-- Data in this exercise --
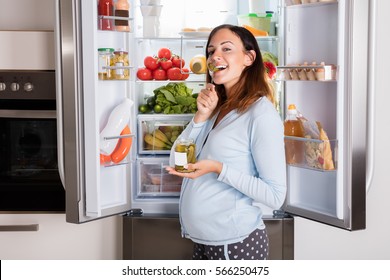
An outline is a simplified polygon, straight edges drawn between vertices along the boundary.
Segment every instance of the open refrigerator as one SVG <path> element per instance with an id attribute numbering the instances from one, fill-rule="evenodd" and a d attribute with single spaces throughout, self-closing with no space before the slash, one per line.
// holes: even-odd
<path id="1" fill-rule="evenodd" d="M 121 32 L 99 30 L 99 20 L 107 17 L 98 16 L 97 1 L 57 0 L 59 169 L 70 223 L 117 214 L 177 216 L 180 179 L 164 172 L 169 149 L 150 147 L 145 134 L 158 128 L 180 131 L 193 115 L 142 114 L 138 108 L 156 88 L 169 82 L 184 82 L 193 93 L 199 92 L 205 86 L 205 75 L 191 73 L 185 81 L 141 81 L 136 76 L 137 69 L 143 67 L 145 56 L 155 54 L 161 47 L 180 54 L 188 63 L 193 56 L 205 53 L 208 33 L 184 34 L 182 28 L 237 24 L 237 15 L 247 14 L 250 8 L 246 1 L 203 5 L 202 1 L 162 0 L 160 32 L 148 37 L 144 36 L 140 2 L 129 2 L 129 17 L 119 19 L 129 22 L 130 32 Z M 314 147 L 319 154 L 325 145 L 330 147 L 334 169 L 309 165 L 307 161 L 287 165 L 285 205 L 275 212 L 259 207 L 274 218 L 297 215 L 347 230 L 364 229 L 368 1 L 265 2 L 266 8 L 273 11 L 274 35 L 257 40 L 262 51 L 278 57 L 272 83 L 281 118 L 285 118 L 288 104 L 294 103 L 307 119 L 320 121 L 329 137 L 329 141 L 288 141 L 306 147 L 302 149 L 303 158 L 308 156 L 307 147 Z M 128 52 L 128 65 L 119 69 L 129 71 L 129 79 L 99 79 L 99 48 Z M 313 61 L 318 65 L 310 69 L 320 69 L 324 74 L 321 78 L 292 78 L 292 72 L 309 68 L 302 66 L 304 62 Z M 107 69 L 118 69 L 111 68 Z M 132 103 L 127 123 L 130 133 L 103 139 L 101 132 L 111 112 L 124 99 Z M 117 164 L 101 164 L 102 141 L 120 139 L 131 139 L 127 156 Z"/>

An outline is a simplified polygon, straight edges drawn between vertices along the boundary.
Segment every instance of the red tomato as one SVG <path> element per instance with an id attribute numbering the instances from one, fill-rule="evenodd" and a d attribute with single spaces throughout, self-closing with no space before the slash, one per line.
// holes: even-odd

-- Your instructions --
Restate each line of the material word for word, skipping any picture.

-- Solution for this exercise --
An outline is a simplified polygon, straight edges drawn between vertices along the boundary.
Segment every instance of the open refrigerator as one SVG <path> element per instance with an id attribute numbering the instances from one, fill-rule="evenodd" and a d attribute with single spaces throughout, self-closing with no space before the slash, one per line.
// holes: even-odd
<path id="1" fill-rule="evenodd" d="M 121 32 L 99 30 L 99 20 L 107 17 L 98 16 L 97 1 L 57 0 L 59 169 L 70 223 L 117 214 L 177 216 L 180 179 L 164 172 L 169 149 L 150 147 L 145 134 L 158 128 L 180 131 L 193 115 L 142 114 L 138 108 L 156 88 L 169 82 L 184 82 L 193 93 L 199 92 L 205 86 L 205 75 L 191 73 L 185 81 L 141 81 L 136 76 L 137 69 L 143 67 L 145 56 L 155 54 L 161 47 L 180 54 L 188 63 L 193 56 L 205 53 L 208 33 L 184 34 L 182 28 L 237 24 L 237 15 L 247 14 L 250 8 L 246 1 L 203 5 L 202 1 L 162 0 L 160 32 L 148 37 L 144 36 L 140 2 L 129 2 L 129 17 L 119 19 L 129 22 L 130 32 Z M 314 147 L 319 154 L 325 145 L 330 147 L 334 169 L 309 165 L 307 161 L 287 165 L 285 205 L 275 212 L 259 207 L 274 218 L 297 215 L 347 230 L 364 229 L 368 1 L 265 2 L 266 8 L 273 11 L 274 35 L 257 40 L 262 51 L 278 57 L 272 83 L 281 118 L 285 118 L 288 104 L 294 103 L 307 119 L 320 121 L 329 137 L 329 141 L 288 141 L 306 147 L 302 149 L 303 158 L 308 156 L 307 147 Z M 128 52 L 128 65 L 119 69 L 129 71 L 129 79 L 99 79 L 99 48 Z M 313 61 L 318 65 L 310 69 L 320 69 L 324 74 L 321 78 L 292 78 L 292 72 L 309 68 L 302 66 L 304 62 Z M 107 69 L 118 69 L 111 68 Z M 132 103 L 127 123 L 130 133 L 103 139 L 101 132 L 111 112 L 124 99 Z M 117 164 L 101 164 L 102 141 L 120 139 L 131 139 L 127 156 Z"/>

An outline is a simplified polygon, straight edges drawn between vertices along the boundary.
Segment every instance of the red tomato as one SVG <path> element per instance with an id attribute numbering the instances from one, fill-rule="evenodd" and a d attribute with single spaces throughout, self-closing with no space before the slash, one per line.
// holes: even-odd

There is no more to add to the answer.